### WHAT THE TASK ASKS
Would you give the records below again, exactly and completely?

### GIVEN DATA
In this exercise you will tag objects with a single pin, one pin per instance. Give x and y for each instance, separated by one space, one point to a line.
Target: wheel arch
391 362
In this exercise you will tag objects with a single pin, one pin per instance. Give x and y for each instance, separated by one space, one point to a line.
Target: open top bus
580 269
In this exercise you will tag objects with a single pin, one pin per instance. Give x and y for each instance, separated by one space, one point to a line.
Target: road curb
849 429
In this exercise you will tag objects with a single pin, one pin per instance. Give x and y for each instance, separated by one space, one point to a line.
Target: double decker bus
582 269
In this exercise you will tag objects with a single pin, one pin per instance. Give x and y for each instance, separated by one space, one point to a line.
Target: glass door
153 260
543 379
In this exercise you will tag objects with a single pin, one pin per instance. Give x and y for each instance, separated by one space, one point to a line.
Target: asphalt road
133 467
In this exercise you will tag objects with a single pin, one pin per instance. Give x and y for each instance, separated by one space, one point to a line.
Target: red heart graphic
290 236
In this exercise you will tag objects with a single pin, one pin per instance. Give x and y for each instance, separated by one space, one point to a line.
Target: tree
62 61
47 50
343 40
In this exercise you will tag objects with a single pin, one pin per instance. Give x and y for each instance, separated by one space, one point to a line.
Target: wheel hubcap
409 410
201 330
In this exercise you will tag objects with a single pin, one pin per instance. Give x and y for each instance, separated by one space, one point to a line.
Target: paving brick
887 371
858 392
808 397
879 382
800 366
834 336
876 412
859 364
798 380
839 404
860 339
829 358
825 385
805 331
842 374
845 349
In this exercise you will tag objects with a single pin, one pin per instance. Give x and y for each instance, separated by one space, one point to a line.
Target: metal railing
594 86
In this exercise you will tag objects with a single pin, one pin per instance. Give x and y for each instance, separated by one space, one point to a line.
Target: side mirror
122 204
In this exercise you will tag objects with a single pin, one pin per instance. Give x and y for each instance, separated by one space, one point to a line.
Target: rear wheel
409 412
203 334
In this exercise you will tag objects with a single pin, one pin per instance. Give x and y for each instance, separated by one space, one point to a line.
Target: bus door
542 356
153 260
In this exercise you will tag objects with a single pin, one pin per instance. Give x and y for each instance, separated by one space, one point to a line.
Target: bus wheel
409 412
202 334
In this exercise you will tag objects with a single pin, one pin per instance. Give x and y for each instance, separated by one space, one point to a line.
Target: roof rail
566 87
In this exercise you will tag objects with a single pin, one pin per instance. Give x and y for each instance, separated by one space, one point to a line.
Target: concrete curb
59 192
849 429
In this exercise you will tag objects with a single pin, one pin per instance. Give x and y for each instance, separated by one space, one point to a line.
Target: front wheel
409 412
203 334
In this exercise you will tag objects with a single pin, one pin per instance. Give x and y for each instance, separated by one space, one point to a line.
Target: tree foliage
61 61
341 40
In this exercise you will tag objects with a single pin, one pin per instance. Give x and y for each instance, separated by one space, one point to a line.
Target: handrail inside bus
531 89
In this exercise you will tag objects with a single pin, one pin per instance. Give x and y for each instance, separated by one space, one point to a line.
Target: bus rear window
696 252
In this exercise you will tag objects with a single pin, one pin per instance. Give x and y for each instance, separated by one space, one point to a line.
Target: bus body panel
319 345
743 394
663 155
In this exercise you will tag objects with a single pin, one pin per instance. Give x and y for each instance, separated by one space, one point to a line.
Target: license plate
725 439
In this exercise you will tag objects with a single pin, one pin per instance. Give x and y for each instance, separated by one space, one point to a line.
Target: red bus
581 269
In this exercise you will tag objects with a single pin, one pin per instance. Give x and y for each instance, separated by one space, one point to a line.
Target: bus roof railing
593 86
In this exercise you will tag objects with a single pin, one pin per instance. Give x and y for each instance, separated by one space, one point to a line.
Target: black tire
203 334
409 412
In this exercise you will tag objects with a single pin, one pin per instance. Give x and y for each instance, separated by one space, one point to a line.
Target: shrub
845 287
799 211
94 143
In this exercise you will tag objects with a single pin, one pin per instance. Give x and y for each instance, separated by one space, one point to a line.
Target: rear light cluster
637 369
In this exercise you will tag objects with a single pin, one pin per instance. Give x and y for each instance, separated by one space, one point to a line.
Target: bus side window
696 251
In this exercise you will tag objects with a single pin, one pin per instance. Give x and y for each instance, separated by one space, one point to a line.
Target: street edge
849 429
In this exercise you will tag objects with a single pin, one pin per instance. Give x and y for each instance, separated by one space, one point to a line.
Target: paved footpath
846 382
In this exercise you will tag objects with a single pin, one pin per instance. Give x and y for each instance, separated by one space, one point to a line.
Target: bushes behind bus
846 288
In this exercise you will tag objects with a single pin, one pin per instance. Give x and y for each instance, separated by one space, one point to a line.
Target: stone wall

### RESULT BELOW
In this exercise you will tag objects with a single pin, one pin per instance. Give x and y for each instance, separated by one space, one point to a line.
Target: wheel arch
391 362
In this exercise you will tag objects with a single pin, one pin per instance. Give x and y for each instance, separated by one space, one point to a line.
Target: open top bus
580 269
In this exercise you will tag objects with a single pin, one pin per instance. Give x and y for each instance, separated by one space, one point to a line.
Target: road curb
849 429
In this exercise you will tag objects with a single pin, one pin per instance. Give x and y for each instance, separated by one space, one point to a line.
Target: double decker bus
582 269
In this exercise you will tag objects with a single pin, one pin per instance. Give x and y for each instance, separated by one space, one point to a line.
Target: glass door
153 260
543 379
In this exercise you will tag objects with a single pin, one pin per instance. Give x and y for each instance, separated by one space, one point to a line.
Target: asphalt road
133 467
In this exercise you will tag objects with a single pin, one pin per instance. Give x and y for each instance, separated by one space, one point to a line.
Target: red heart graphic
290 236
In this exercise you will tag objects with a single pin, one pin per instance. Give x and y for each instance, separated by one space, one point to a line.
Target: tree
62 61
47 50
343 40
In this exercise you will tag objects with a single pin, one pin per instance. Give x and y for each instance, separated by one space, one point to a line.
Target: wheel hubcap
409 410
201 330
In this exercise you will tag objects with a single pin, one pin per instance. Give x and y for each instance, separated by one space, one point to a line.
Target: paving brick
887 371
858 392
808 397
879 382
800 366
834 336
876 412
859 364
798 380
839 404
860 339
829 358
825 385
805 331
842 374
845 349
In this exercise you will tag objects with a single pin, one pin per instance. Give x and y for each instance, separated by one space, one point to a line.
Target: metal railing
594 86
In this exercise you will tag objects with a single pin, one pin per instance. Give x and y for each instance, separated by one space, one point to a line.
Target: side mirror
122 204
In this exercise you will tag objects with a single pin, one pin per instance. Give x and y for each instance, separated by one space, one point to a line.
Target: rear wheel
409 412
203 334
In this exercise you will tag objects with a single pin, one pin per instance. Give x and y for each instance, separated by one space, one point to a line.
Target: bus door
542 356
153 260
In this exercise you will tag objects with a single pin, one pin per instance. Give x and y for each instance, separated by one space, one point to a line.
Target: bus wheel
409 412
202 334
In this exercise you will tag objects with a single pin, one pin per instance. Give x and y for each instance, separated by one space, one point to a line.
Target: roof rail
566 87
In this exercise you will tag objects with a single pin, one pin per instance. Give x and y for each instance, separated by one space, one point to a line.
Target: concrete curb
59 192
849 429
In this exercise you will tag objects with a single pin, one pin per instance. Give x and y for each instance, separated by one space, one point to a line.
Target: front wheel
409 412
203 334
In this exercise you will tag objects with a single pin, one pin per instance. Give x and y for each instance, separated by one space, one point to a line.
Target: tree foliage
61 61
341 40
In this exercise you will tag objects with a single pin, one pin per instance. Give x and y for each instance, separated by one space, one point to a line.
Target: handrail inside bus
531 89
In this exercise you will tag objects with a single pin, one pin per instance. Give x and y for each instance, separated by one space, one point to a line.
Target: bus rear window
696 252
In this exercise you will tag objects with a single pin, one pin per instance. Give x and y for each instance, separated by one space, one point to a line.
Target: bus body panel
319 345
743 394
663 155
In this exercise you will tag objects with a single pin, one pin per instance. Give x and y for each instance, separated by one space, one point to a line.
Target: license plate
725 439
In this exercise you will tag objects with a single pin, one pin per instance. Give x and y for each instance, separated by one space, one point to a line.
Target: red bus
581 269
In this exercise you will tag objects with a single pin, one pin per instance. Give x and y for each instance, separated by one space, one point to a line.
Target: bus roof railing
593 86
In this exercise you will tag objects with a single pin, one pin per instance. Give x and y for each instance, separated by one space, one point to a line.
Target: black tire
203 334
409 412
In this exercise you will tag objects with a single pin, one pin per instance. Give x and y for each instance, separated by one space, one point to a line.
Target: shrub
845 287
799 211
94 143
In this exercise you will tag objects with a single pin, one pin per instance. Give x and y for each instance, separated by one space, one point to a line.
Target: rear light cluster
637 369
In this exercise you will tag objects with a single pin, one pin per instance. Give x and y for each instance, separated by one space, one point to a line.
Target: bus side window
696 251
In this exercise you will tag objects with a single pin, one pin per instance. Give x and y for each instance, separated by one space, one point to a line.
Target: street edge
849 429
In this exercise you will tag objects with a single pin, one pin per instance. Give x and y for each instance, separated by one space, one point to a line.
Target: paved footpath
846 382
In this exercise you will tag objects with a single pin, one pin per instance. Give x and y for each instance, separated by one space, one point to a line.
Target: bushes behind bus
846 288
In this exercise you will tag objects with a single pin, one pin per instance. Give x and y for each instance, separated by one space, one point to a line.
Target: stone wall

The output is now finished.